So on Friday morning, my parents and I went to the QE for my last dose on vancomycin and to find out what was going to happen. And here it is: the tube that the surgeons reconstructed last year is now malfunctioning in a different place. The tube they did is fine, but it branches off in two different directions and only one side is functioning properly and letting the bile drain freely. However, on the other side, the tubes are blocking and causing “stagnant pools” of bile to form, so bugs start to grow. And they’re weird bugs that are resistant to usual antibiotics so I have to keep having the antibiotics until they eventually die. Then they think I’ll grow more. This is going to keep happening and continue to get worse, until the tubes block completely which is when I’ll be in real trouble again. And the only way to fix me is to do another liver transplant. So this week the doctors will do a bunch of tests and have lots of chats, and they’ll put me on the list.
At the moment we’re driving back and forth to the QE three times a day for meropenem to treat my current bug, and I’m trying really hard to eat more because I’ve already dropped down to 7 1/2 stone and I really can’t afford to lose any more. I’m going to get back to the gym to try and build up my muscles again too, as I need to be as strong as possible when the transplant happens. Last time my recovery was incredibly slow because I was so weak, and I don’t want to go through that again.

So I will write each day as it happens, and hopefully I’ll have a decent record when this is over. I’m not going to let this destroy me.

If you want to help, sign up to be an organ donor, and tell your friends to. Don’t offer me your liver; I need a whole one so a living donor isn’t an option. I do like presents though.

I’m not going to be the one in three that dies still waiting.

### What is needed
In the post about the liver transplant, how often does the writer travel to the QE for meropenem? The entries that follow come from a different source than the text above.

### Data section
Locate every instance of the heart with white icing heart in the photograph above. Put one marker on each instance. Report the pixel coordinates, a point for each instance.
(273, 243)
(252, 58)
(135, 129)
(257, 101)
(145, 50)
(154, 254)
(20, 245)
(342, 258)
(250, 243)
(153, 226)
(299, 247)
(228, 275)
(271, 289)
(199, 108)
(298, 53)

### Result for this task
Three times a day.